> [Supplied material]:

──────────────────────────────

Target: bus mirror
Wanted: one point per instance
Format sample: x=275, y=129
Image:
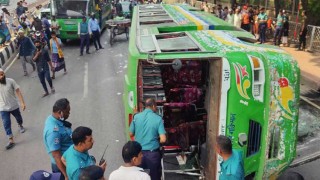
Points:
x=176, y=64
x=242, y=139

──────────────────────────────

> [Task instructions]: Make an exact copy of the records above. Keep out every picture.

> [Output]:
Target: bus mirror
Wanted: one point per instance
Format sample: x=275, y=129
Image:
Points:
x=176, y=64
x=242, y=139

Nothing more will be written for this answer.